Since graduating high school and going onto UW-Milwaukee, he's had a slew of professional experiences as a purchasing director at WISN-TV, a copywriter at the old Gimbel's department store and the film curator at the Milwaukee Art Museum.
Kuntz said he's a very fortunate person with the gig at the Milwaukee Art Museum because it marked the beginning of when his vocation and avocation merged into what he's been doing over the last 50 years: showing off his collection and teaching everything he knows about cinema history.
"A couple places I've done programs before for called and wondered if I wanted to do it," Kuntz said. "I've been doing programs on my own for various retirement homes, some churches, women's groups and so forth."
In 1995, Kuntz said that everyone knew about his vast film collection so they wanted him to hold an exhibition at the Charles Allis Art Museum.
"While I was there, Sue, who was the director at the time, said, 'Dale, why don't we do a movie one night a week in connection with the exhibition?' That's how I started doing films at the Charles Allis," Kuntz said. "It was so popular that after the exhibition left I just stayed. So now we do it twice a month on a Wednesday night."
Besides showing his films at different locations throughout the Milwaukee area, he often shows films to members of his own film society referred to as FOOFs or Followers of Old Films, which was started nearly 50 years ago in 1966. He often shows films inside of the small theater he had created in his home's basement, which he calls "Tiny Tara" in reference to his all-time favorite film "Gone With The Wind."
As you step inside his home, an original movie poster for the film hangs on the wall. As you continue to walk through the house, among the Disney and Mickey Mouse collectibles are "Gone With The Wind" stills and artwork. Downstairs in "Tiny Tara," stills of Jeannette MacDonald and Tyrone Power, his favorite actor, hang on the wall along with more "Gone With The Wind" posters, stills and even a Clark Gable standee. On the far wall, which the projector screen hangs down during screenings, is his film collection, stacked in reels on top of one another on lower shelves. On top of the shelves are autographed portraits of movie stars he's met over the years.
Of course, a theater wouldn't possibly be complete without vintage theater seating, which are aligned throughout the space.
It became clear that his love for movies, dating back to when he first laid eyes on Jeannette MacDonald in "Sweethearts" and the first time he was transfixed by "Gone With The Wind," is apparent in not only his knowledge and enthusiasm about cinema, but also what he has accumulated over the years.
"When 'Gone With The Wind' first came out, I was too young," Kuntz said. "I didn't see it until 1948 with the re-issue, and I had read so much about it and I wanted to go see it at the Warner Theater and I sat through it and the intermission came. I must've really looked puzzled because the woman next to me said, 'What did you think of it?' I said, 'I really liked it, but I thought there was more to it' and she said, 'Well, that was just the intermission!' I've never been to a movie that had an intermission. I was ready to get up and walk out."
Since then, he has seen the film a staggering 128 times in theaters, on television and during screenings he's hosted. To no surprise, a 16mm print of the film is included in his collection.

- [Dataset rows]:
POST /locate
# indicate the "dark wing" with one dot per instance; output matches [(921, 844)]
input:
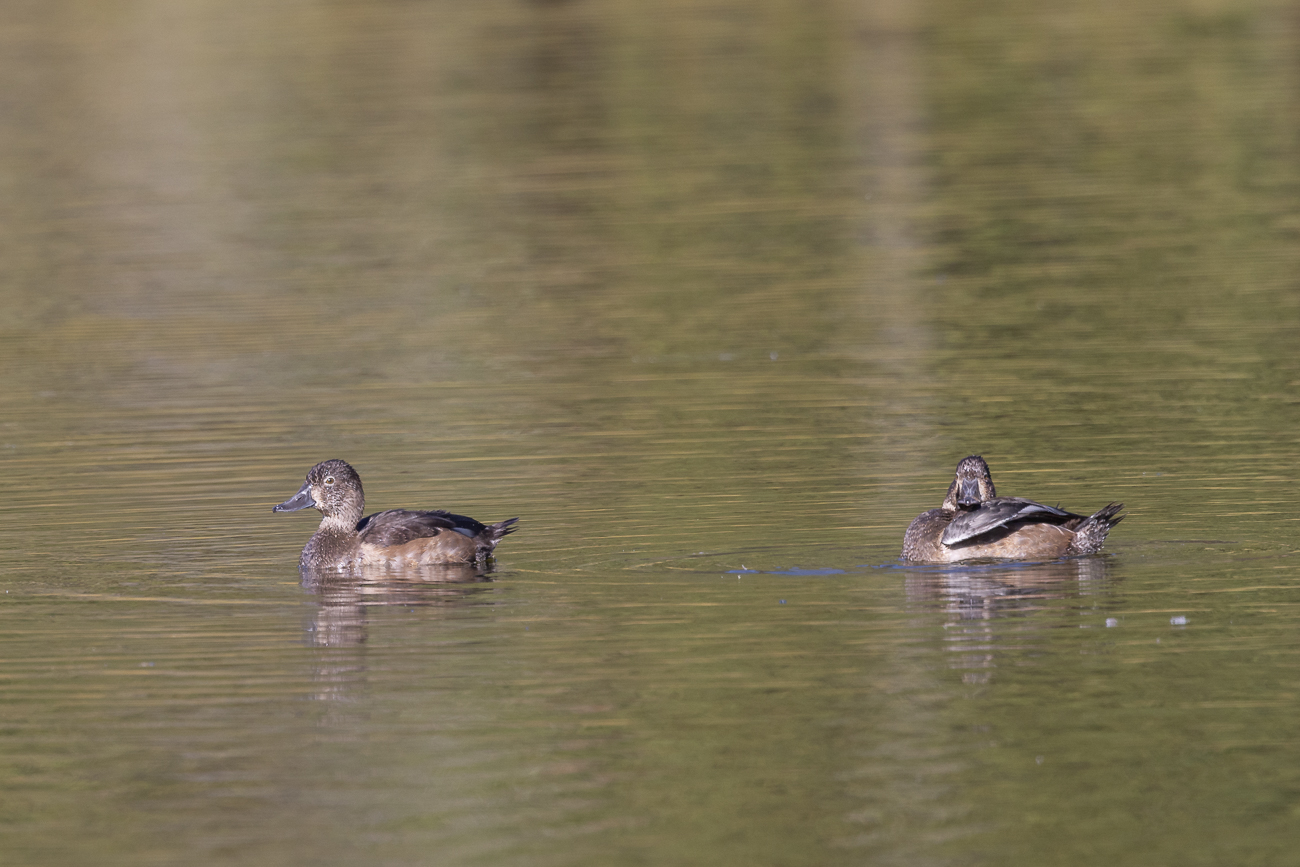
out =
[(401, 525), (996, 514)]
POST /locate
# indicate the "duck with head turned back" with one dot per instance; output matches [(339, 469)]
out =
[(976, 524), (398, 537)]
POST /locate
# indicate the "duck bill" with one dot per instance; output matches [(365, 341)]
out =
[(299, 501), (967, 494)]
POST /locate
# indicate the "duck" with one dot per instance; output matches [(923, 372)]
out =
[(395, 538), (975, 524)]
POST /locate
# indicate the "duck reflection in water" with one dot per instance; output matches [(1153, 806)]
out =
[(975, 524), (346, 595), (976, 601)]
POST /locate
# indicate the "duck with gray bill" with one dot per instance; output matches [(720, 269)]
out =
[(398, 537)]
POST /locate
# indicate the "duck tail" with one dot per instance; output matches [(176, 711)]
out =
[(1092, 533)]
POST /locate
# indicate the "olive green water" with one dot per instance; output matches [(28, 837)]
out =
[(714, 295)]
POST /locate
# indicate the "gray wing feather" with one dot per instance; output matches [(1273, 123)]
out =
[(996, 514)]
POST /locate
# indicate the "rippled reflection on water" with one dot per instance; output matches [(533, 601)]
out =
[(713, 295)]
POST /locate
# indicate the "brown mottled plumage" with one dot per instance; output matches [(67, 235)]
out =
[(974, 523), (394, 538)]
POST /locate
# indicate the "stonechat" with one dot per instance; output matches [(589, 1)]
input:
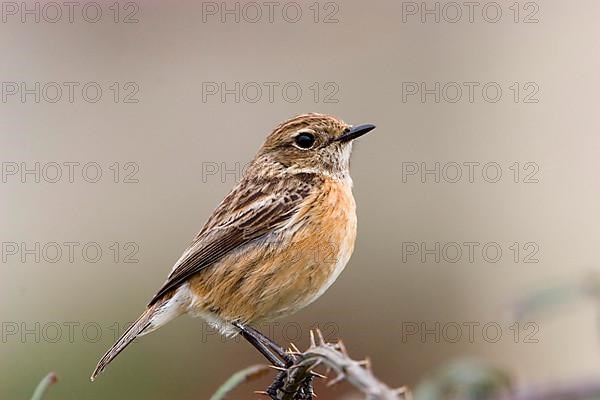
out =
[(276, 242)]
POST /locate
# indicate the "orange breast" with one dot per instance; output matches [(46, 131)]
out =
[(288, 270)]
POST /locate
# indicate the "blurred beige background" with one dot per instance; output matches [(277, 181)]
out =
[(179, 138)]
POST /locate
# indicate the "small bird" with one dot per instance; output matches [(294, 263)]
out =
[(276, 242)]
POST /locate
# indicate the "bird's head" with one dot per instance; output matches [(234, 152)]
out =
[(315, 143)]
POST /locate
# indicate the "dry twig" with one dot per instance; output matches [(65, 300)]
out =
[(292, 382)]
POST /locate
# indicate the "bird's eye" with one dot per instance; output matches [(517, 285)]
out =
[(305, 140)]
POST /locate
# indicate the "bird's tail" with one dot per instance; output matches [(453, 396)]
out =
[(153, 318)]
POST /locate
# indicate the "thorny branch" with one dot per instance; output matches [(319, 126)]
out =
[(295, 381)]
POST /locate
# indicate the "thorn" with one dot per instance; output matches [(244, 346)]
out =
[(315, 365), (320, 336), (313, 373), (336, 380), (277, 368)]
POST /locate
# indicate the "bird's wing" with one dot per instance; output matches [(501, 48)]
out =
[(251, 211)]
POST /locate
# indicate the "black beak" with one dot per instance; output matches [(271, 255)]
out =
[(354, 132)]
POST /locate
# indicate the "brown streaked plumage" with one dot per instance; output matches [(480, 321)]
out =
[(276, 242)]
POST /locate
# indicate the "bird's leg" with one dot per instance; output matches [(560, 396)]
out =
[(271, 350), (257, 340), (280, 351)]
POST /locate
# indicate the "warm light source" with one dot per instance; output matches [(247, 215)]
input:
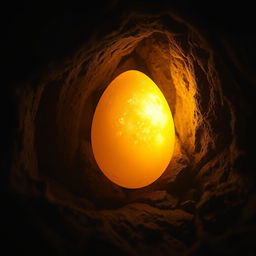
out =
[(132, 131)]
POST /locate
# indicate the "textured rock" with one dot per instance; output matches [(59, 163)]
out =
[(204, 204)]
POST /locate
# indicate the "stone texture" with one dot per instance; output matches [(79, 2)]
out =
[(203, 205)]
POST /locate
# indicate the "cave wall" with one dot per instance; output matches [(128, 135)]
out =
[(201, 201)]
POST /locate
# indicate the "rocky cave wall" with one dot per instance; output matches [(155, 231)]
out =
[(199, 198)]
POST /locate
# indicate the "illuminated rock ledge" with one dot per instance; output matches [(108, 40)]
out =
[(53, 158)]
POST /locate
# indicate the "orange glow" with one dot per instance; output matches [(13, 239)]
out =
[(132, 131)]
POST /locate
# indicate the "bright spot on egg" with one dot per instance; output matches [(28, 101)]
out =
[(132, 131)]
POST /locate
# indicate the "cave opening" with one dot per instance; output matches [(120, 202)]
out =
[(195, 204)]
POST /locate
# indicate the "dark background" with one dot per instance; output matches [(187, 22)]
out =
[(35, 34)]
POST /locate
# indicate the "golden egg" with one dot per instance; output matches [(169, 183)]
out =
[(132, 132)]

- [Exercise instructions]:
Please carry on with the article about Dale Kuntz and his film collection, starting after its final sentence. The rows have nothing to do with this.

- [Result below]:
"People often ask why it means so much to me, and I really can't explain it," Kuntz said. "It's a good story. I love the cinematography, and sometimes I think about it that Vivien Leigh grew up after a war and adjusted to it, and I was the same way. I became a teenager after World War II, and my world as I knew it changed completely. I know that's a wide similarity, but that's all I can think of. It's just a perfect film."
Out of the countless films, stills, posters and memorabilia he owns – most of which were collected from the manager staff at the Parkway Theater, film catalogues, various events and an old place in Downtown Milwaukee where the studios would send posters and lobby cards – his most prized in his collection is the original motion picture paperback edition of "Gone With The Wind" from 1939. Inside of it are color photographs, one in particular of Vivien Leigh that's signed by the actress when he met her in the early 1960s at Chicago's Blackstone Theater.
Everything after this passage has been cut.